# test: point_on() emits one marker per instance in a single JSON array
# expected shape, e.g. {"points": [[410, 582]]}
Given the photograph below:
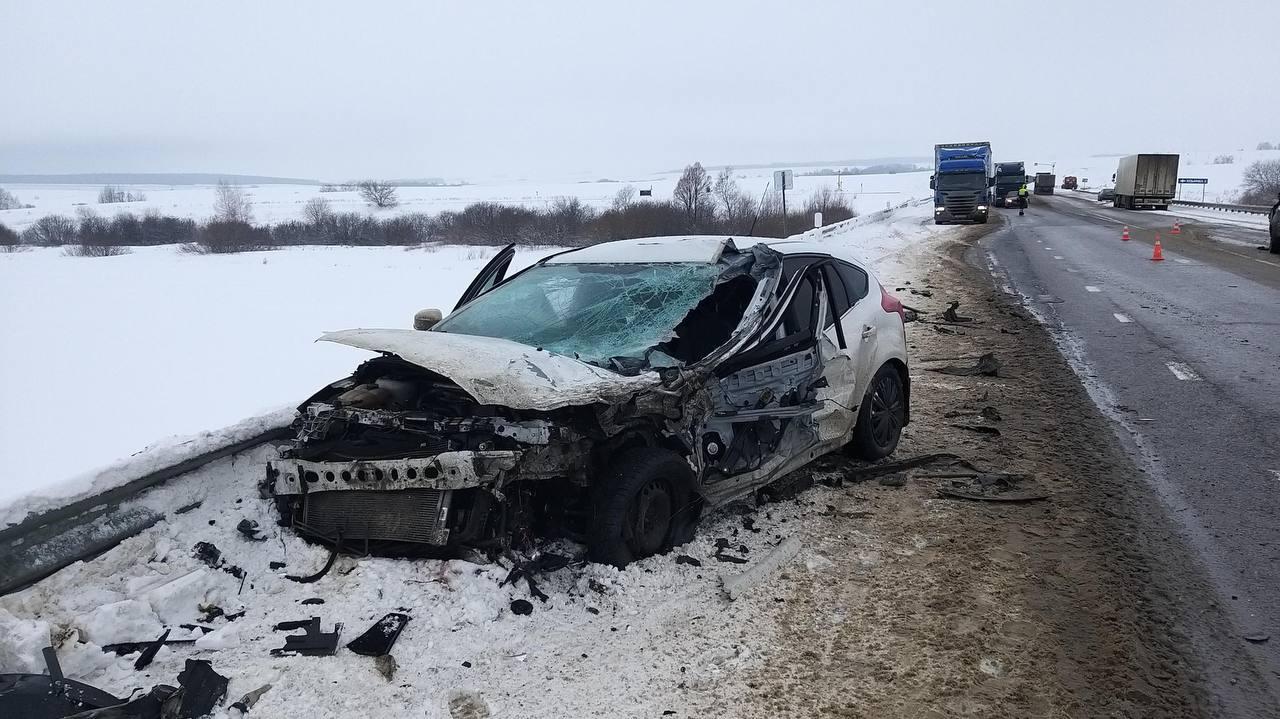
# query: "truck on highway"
{"points": [[1146, 181], [963, 179], [1009, 178]]}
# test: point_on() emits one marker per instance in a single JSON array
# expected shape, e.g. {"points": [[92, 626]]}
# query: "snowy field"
{"points": [[279, 202], [465, 653], [127, 353]]}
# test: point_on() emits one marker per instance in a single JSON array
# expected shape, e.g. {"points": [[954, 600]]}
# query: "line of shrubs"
{"points": [[566, 223]]}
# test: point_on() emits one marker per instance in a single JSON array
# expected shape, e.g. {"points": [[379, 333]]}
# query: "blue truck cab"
{"points": [[963, 179]]}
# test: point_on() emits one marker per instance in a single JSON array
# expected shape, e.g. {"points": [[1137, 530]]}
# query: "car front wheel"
{"points": [[881, 417], [641, 507]]}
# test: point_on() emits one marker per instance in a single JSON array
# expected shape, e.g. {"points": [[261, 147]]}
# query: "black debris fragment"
{"points": [[200, 688], [318, 576], [951, 316], [987, 366], [979, 429], [150, 651], [992, 486], [894, 480], [122, 649], [146, 706], [49, 695], [314, 642], [250, 530], [379, 639], [387, 665], [247, 701], [213, 558]]}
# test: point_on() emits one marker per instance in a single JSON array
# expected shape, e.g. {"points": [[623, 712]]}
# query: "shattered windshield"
{"points": [[594, 312]]}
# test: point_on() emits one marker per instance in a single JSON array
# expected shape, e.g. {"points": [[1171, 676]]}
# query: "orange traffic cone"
{"points": [[1157, 255]]}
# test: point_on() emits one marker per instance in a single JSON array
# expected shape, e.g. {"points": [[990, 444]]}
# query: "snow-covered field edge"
{"points": [[173, 454]]}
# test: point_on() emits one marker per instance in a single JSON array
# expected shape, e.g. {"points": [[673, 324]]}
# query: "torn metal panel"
{"points": [[499, 371]]}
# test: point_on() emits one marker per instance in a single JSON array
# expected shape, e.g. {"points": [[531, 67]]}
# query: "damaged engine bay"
{"points": [[603, 402]]}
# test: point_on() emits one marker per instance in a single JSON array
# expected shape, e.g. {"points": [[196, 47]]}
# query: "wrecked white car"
{"points": [[611, 394]]}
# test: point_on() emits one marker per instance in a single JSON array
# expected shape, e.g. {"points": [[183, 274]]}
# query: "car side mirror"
{"points": [[426, 319]]}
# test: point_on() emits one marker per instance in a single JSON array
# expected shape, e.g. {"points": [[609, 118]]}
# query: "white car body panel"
{"points": [[499, 371]]}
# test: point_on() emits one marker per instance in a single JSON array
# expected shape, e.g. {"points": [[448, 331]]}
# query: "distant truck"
{"points": [[1009, 178], [1146, 181], [963, 179]]}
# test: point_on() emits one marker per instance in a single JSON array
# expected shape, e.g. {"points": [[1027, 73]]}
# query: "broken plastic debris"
{"points": [[314, 642], [379, 639], [250, 699]]}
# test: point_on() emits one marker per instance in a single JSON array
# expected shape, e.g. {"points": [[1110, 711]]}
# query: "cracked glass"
{"points": [[606, 315]]}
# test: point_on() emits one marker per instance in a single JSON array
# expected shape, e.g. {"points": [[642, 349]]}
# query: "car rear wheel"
{"points": [[881, 417], [641, 507]]}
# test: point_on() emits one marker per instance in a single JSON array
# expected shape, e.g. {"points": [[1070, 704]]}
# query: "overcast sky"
{"points": [[465, 90]]}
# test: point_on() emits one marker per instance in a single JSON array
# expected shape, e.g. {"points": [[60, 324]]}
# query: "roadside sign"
{"points": [[784, 179]]}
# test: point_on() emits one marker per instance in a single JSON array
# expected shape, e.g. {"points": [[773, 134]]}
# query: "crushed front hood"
{"points": [[499, 371]]}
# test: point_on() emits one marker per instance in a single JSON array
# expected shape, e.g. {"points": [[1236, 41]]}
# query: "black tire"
{"points": [[643, 507], [881, 417]]}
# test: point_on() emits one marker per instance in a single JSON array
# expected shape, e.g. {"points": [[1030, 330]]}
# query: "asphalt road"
{"points": [[1184, 356]]}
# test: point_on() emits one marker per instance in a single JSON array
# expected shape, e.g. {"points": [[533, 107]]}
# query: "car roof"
{"points": [[689, 248]]}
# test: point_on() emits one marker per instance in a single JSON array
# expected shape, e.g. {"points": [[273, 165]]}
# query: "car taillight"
{"points": [[891, 303]]}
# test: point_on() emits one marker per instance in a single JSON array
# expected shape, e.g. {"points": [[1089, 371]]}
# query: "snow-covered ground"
{"points": [[122, 353], [657, 637], [279, 202], [1224, 181]]}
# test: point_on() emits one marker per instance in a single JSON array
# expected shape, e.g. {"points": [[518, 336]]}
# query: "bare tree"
{"points": [[232, 205], [318, 211], [625, 196], [693, 195], [1261, 182], [50, 230], [8, 201], [8, 239], [379, 193]]}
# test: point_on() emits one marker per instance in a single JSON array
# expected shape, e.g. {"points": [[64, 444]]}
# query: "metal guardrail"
{"points": [[45, 543], [1225, 207]]}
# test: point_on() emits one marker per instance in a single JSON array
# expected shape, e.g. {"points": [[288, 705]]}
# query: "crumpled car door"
{"points": [[766, 395], [489, 276]]}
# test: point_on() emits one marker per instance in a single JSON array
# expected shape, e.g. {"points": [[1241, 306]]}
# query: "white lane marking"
{"points": [[1183, 371]]}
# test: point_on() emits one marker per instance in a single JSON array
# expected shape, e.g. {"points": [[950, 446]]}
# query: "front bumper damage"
{"points": [[401, 500]]}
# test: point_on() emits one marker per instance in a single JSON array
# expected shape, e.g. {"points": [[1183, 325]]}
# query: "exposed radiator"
{"points": [[416, 514]]}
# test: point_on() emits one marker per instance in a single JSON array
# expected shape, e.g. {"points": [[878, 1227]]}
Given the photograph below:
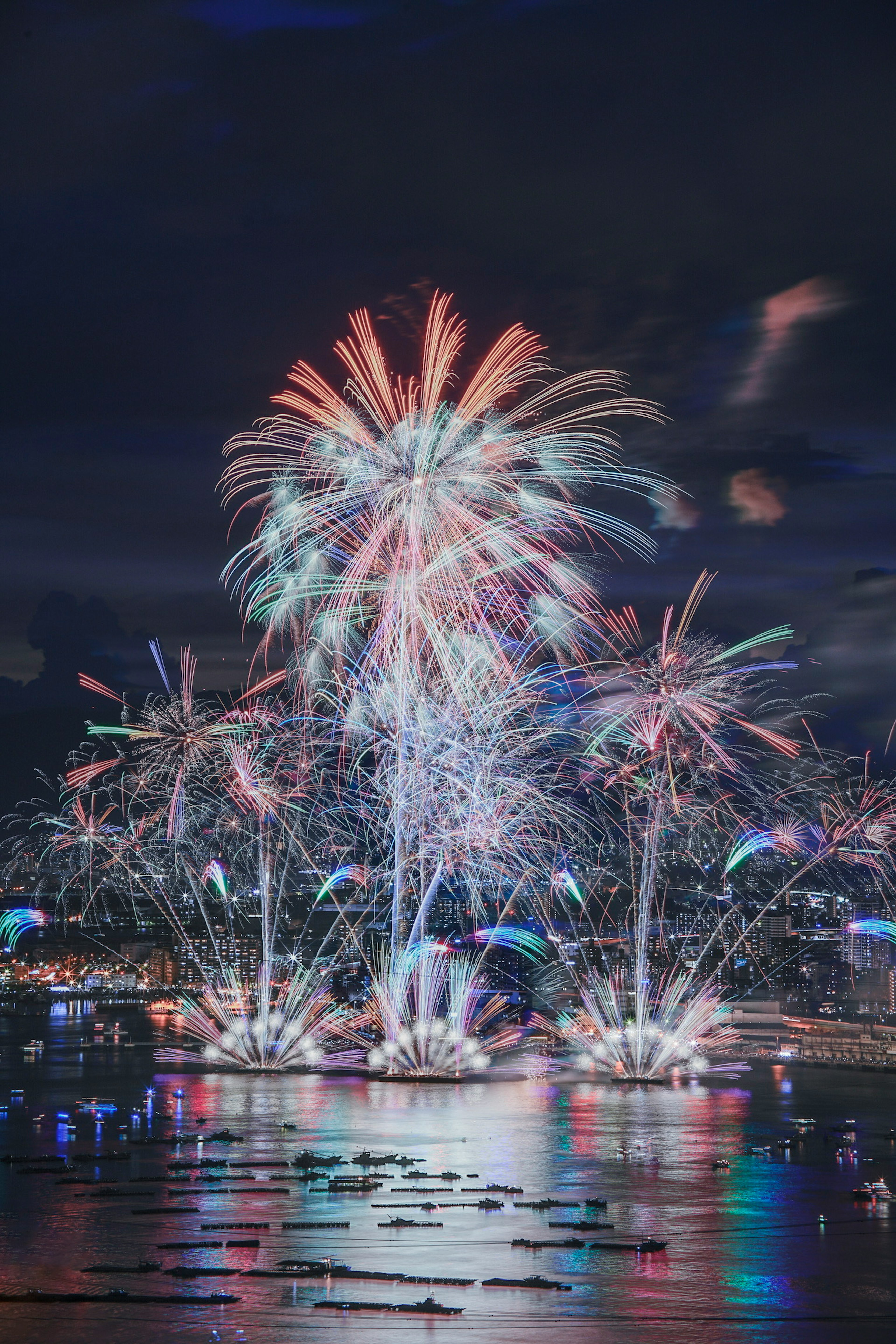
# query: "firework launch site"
{"points": [[463, 818]]}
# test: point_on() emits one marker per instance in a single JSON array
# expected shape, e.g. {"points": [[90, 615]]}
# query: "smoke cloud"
{"points": [[753, 495], [782, 315]]}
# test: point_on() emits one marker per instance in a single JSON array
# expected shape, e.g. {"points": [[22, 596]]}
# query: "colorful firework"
{"points": [[15, 923], [430, 1010], [684, 1029], [266, 1027]]}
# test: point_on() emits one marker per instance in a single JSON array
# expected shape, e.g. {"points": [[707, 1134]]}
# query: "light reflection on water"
{"points": [[745, 1244]]}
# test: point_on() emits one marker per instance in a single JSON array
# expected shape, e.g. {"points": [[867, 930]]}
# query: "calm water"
{"points": [[746, 1259]]}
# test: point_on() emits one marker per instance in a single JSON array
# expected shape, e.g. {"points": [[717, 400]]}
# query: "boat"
{"points": [[408, 1222], [202, 1272], [140, 1268], [649, 1244], [585, 1228], [429, 1307], [874, 1190], [264, 1166], [547, 1204], [101, 1105], [492, 1190], [230, 1228], [46, 1171], [538, 1246], [530, 1281], [315, 1225]]}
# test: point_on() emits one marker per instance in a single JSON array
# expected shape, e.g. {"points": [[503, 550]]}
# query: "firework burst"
{"points": [[684, 1027], [430, 1011], [266, 1027]]}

-------

■ Requirements
Collect every line of the data above that contains the word "black", and copy each one unchanged.

■ Exercise result
# query: "black debris fragment"
# query: "black tire"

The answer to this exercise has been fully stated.